Problem to solve → The only thing to send back is the number of lines below that hold the string "yellow".

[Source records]

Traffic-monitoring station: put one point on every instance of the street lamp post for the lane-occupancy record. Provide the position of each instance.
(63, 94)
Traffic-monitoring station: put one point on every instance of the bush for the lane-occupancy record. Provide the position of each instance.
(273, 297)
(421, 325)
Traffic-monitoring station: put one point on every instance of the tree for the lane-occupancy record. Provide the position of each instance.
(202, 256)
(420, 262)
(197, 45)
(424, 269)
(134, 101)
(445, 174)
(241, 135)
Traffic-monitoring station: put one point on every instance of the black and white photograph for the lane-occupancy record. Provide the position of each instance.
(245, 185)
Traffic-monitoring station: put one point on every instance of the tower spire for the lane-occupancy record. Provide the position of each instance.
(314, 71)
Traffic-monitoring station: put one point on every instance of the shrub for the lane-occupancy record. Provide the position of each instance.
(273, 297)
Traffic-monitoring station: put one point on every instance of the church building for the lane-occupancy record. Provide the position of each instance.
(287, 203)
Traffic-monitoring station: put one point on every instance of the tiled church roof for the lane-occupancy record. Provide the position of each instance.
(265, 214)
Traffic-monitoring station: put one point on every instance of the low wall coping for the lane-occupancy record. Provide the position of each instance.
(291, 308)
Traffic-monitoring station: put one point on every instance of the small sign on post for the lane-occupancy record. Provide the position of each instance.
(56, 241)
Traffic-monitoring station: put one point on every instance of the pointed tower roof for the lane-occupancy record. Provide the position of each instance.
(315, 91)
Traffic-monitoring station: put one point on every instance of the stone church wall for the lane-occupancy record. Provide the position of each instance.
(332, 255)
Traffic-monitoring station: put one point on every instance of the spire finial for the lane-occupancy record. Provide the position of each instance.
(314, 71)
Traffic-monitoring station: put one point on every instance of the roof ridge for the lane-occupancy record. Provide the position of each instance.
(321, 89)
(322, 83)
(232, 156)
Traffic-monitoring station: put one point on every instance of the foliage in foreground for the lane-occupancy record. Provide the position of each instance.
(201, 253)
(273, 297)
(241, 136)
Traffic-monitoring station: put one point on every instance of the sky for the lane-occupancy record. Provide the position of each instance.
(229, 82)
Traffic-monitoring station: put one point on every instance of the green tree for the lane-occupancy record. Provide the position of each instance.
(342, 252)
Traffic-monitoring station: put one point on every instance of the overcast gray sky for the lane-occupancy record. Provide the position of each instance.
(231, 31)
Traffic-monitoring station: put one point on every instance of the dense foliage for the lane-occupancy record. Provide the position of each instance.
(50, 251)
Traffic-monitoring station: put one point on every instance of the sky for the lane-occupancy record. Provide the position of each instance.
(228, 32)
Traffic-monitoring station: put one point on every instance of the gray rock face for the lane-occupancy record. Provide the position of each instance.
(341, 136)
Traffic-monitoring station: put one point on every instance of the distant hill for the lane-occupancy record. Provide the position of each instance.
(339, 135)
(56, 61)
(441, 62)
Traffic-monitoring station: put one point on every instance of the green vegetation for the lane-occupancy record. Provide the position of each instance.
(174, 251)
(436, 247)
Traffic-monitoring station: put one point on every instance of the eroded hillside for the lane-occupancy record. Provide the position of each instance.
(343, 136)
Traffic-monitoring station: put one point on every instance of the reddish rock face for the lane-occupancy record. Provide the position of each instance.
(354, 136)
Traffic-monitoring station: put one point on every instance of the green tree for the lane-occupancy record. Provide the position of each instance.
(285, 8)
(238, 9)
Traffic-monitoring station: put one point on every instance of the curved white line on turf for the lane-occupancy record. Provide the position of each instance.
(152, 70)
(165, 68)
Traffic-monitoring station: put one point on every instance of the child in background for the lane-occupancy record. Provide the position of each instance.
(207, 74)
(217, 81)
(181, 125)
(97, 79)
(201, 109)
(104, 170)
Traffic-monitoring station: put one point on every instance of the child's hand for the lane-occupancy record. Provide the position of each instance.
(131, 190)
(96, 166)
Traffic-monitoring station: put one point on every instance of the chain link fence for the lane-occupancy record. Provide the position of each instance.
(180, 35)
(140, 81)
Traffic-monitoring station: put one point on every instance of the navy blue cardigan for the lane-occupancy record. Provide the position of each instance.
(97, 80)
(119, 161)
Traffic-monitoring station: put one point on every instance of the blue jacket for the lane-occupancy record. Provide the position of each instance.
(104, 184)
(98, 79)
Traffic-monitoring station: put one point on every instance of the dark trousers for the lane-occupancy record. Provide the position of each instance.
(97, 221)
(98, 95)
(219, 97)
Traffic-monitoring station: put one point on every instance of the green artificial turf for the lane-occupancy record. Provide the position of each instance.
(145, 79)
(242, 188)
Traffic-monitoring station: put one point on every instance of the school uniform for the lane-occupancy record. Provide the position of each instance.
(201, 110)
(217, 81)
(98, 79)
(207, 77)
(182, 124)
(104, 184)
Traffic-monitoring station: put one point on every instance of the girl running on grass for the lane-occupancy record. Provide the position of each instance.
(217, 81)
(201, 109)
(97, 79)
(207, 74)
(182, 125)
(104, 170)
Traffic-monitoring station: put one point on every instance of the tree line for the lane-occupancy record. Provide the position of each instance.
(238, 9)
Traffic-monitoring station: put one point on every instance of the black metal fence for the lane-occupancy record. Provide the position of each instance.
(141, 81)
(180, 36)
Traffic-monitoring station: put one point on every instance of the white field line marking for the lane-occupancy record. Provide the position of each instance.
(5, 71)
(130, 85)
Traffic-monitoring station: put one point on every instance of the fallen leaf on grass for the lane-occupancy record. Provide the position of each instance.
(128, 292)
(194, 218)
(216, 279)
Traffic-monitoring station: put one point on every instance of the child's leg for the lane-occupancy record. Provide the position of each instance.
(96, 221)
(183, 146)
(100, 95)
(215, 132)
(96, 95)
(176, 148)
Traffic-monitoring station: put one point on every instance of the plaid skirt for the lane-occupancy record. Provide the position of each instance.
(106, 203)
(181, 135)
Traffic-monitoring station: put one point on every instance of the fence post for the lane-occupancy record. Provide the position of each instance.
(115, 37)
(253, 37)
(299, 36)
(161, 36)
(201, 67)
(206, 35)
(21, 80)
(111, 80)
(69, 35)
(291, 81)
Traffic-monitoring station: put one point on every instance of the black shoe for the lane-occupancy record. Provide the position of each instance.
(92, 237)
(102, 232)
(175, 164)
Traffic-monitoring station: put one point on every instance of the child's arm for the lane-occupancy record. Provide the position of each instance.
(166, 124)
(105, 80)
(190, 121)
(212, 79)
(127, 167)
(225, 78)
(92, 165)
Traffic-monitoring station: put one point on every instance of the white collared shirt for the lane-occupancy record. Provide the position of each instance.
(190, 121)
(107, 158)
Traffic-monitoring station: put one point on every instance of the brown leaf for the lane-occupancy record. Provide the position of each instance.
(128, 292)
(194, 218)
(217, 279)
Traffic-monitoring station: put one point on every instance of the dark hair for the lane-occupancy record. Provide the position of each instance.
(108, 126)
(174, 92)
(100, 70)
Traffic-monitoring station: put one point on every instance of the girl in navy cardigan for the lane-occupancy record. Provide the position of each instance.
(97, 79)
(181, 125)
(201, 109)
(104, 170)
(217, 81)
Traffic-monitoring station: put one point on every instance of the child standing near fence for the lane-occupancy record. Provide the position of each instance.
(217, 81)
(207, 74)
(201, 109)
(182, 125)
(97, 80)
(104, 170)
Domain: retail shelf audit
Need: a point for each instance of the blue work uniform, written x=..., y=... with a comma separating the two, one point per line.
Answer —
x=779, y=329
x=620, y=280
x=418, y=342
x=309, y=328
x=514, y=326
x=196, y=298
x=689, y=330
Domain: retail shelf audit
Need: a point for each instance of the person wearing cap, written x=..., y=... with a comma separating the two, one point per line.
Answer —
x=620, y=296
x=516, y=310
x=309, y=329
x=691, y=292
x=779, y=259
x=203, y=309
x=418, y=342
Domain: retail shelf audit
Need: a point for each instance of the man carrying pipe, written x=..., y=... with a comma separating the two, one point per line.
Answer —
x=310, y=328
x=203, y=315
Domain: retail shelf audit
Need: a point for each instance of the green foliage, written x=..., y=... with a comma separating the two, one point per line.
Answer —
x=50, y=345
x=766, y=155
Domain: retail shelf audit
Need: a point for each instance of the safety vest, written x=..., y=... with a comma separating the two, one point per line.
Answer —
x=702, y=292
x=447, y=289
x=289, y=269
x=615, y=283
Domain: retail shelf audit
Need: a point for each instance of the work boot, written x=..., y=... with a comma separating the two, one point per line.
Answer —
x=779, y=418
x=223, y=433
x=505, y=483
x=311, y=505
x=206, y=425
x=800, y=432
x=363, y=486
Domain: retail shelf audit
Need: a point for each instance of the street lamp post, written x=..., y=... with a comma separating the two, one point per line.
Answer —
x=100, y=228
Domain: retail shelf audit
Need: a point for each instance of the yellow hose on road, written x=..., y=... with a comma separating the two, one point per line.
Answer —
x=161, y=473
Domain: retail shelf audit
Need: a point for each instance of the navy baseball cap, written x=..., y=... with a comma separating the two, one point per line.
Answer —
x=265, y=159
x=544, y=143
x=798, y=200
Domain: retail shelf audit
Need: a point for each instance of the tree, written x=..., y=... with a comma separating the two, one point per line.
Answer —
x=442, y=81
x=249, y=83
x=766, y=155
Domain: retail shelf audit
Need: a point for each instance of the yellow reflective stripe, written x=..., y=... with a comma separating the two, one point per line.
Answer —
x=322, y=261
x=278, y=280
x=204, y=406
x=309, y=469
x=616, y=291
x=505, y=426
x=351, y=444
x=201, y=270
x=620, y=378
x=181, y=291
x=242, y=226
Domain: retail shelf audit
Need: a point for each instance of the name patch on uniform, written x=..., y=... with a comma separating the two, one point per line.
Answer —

Answer to this task → 2